◆ Task requirements ◆
[1] In the post on fines for the accounting industry, which newspaper ran the headline saying a review recommends larger fines for accountancy firms?
[2] Pick up the post on fines for the accounting industry after its final sentence, and keep going in the same voice.

◆ Document extract ◆
--- START ---
A New Regulatory Approach for the Accounting Industry, But Same Old Results
The second post today is a short follow up from a post
earlier in the year that looked at the leniency
of the deterrent selected for the accounting industry. In that post we
looked at how the SEC and the Financial Reporting Council (FRC) were handing
out ‘record fines’ of £5m here or $6 million there, something which onlookers
noted was ‘less
than half a day’s work’ for these top-four Auditors. Therefore, you can
imagine this author’s delight when reading the headline in the Financial Times yesterday that a ‘review recommends
larger fines for accountancy firms’; yet, regular readers of Financial Regulation Matters know that
there was no such delight, because the rest of the article could have been written
without one having read it.
--- END ---
◆ Stored data entries ◆
--- START ---
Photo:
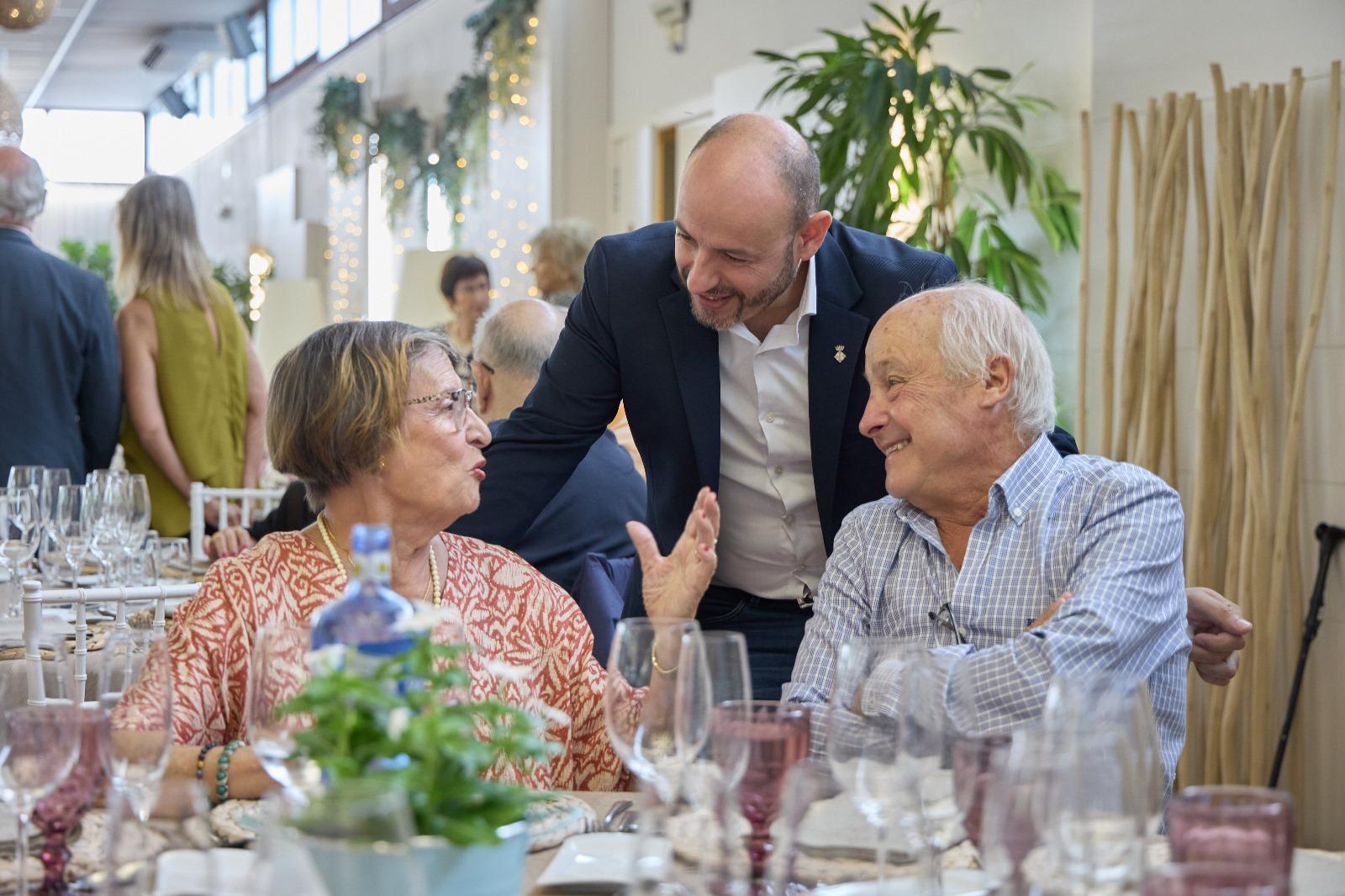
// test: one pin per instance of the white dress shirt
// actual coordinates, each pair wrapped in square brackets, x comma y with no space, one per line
[771,537]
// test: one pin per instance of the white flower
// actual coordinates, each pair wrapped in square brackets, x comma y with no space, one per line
[397,721]
[509,672]
[326,660]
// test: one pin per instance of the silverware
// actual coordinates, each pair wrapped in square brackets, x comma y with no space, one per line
[619,809]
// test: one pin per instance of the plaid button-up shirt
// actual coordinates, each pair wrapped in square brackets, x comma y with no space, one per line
[1110,533]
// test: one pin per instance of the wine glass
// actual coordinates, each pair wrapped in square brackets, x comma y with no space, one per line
[18,537]
[715,689]
[58,814]
[864,741]
[775,737]
[134,665]
[73,526]
[280,667]
[40,744]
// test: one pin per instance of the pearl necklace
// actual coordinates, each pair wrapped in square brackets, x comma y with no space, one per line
[436,593]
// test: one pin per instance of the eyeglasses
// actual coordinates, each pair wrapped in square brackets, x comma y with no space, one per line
[945,618]
[461,403]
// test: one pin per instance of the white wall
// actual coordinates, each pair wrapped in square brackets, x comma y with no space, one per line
[1083,55]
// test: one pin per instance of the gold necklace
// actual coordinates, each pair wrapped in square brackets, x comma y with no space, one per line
[436,593]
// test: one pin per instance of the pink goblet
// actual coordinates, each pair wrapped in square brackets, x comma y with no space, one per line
[1232,825]
[777,737]
[58,813]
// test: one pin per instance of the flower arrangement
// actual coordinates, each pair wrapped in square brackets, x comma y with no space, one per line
[407,723]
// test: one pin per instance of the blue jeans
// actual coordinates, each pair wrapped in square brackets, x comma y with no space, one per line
[773,630]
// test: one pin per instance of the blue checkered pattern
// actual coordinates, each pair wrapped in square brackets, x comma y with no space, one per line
[1109,533]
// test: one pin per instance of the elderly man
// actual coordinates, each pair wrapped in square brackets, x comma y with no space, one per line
[985,525]
[58,350]
[735,336]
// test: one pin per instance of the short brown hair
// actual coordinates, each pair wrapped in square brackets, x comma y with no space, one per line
[335,401]
[461,268]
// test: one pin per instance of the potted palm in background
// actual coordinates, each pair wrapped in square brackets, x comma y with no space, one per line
[905,140]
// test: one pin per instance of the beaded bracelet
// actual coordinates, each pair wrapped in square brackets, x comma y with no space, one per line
[201,759]
[222,775]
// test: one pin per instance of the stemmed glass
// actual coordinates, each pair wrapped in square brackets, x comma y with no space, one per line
[19,533]
[645,727]
[864,741]
[715,692]
[280,667]
[71,522]
[139,739]
[40,744]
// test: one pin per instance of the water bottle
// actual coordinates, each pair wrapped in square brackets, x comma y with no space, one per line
[367,618]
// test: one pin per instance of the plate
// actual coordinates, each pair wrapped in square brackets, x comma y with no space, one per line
[955,883]
[589,862]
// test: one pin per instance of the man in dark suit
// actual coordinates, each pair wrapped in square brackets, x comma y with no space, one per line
[61,401]
[735,336]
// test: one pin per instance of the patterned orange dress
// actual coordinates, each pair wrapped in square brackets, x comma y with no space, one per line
[511,614]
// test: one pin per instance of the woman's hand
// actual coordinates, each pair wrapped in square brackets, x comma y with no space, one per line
[674,584]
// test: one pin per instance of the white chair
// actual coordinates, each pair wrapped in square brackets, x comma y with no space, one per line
[34,599]
[253,501]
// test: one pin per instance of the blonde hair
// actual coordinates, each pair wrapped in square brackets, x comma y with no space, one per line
[336,400]
[161,257]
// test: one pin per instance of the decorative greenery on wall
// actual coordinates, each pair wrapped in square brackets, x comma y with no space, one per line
[502,33]
[896,134]
[98,261]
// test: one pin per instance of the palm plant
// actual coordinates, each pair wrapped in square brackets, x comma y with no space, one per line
[899,136]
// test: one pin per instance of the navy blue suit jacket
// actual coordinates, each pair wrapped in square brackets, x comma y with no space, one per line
[61,401]
[630,336]
[587,515]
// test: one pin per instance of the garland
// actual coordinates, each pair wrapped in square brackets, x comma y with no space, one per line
[502,33]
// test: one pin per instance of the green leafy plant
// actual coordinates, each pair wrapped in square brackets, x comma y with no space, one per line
[340,119]
[397,724]
[900,138]
[98,261]
[239,287]
[401,143]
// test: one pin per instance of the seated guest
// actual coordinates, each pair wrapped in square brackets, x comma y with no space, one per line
[466,284]
[589,513]
[558,255]
[58,351]
[986,525]
[376,423]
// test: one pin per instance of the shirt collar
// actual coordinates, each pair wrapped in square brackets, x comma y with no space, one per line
[807,308]
[1015,490]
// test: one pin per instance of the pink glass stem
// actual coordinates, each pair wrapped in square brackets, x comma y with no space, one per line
[58,814]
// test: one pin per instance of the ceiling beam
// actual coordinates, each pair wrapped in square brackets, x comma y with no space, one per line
[58,57]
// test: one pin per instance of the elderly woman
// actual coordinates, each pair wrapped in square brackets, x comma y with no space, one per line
[558,253]
[376,423]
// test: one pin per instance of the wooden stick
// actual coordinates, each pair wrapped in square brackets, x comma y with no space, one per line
[1084,261]
[1109,351]
[1295,435]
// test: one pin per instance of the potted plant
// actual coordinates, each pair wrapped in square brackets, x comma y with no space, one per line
--- END ---
◆ Written answers ◆
[1] The Financial Times.

[2]
Obviously, the article goes on to confirm that, as
suspected, the increase in fines was not really worthy of a headline, if the increase
even goes ahead at all. In the report
commissioned by the FRC and led by for Court of Appeal Judge Christopher
Clarke, it was mentioned that as a starting point the firms should not be able
to profit from wrongdoing (although they stated that identifying that profit
may be difficult owing to the nature of the business of auditing) and that ultimately
the ability to fine firms should be significantly
increased. The article in the FT makes the obvious comparison between
largest penalties attributed by the FRC and the FCA, with the FRC’s being £5.1
million and the FCA’s being £284 million – in reality, the FCA’s level of fines
also needs to be addressed. The most startling sentence in the article – ‘the
most controversial measure proposed by the review would enable the regulator to
fine large accounting firms by more than £10m’ – is perhaps indicative of where
the regulatory framework is up to. Whilst Clarke rightly notes that the smaller
fines like we have now are probably just recognised as ‘the cost of doing
business’, it is unlikely that fines of £10 million will fare much differently,
something with Professor Ramanna calls the ‘800-pound
gorilla’ in the room.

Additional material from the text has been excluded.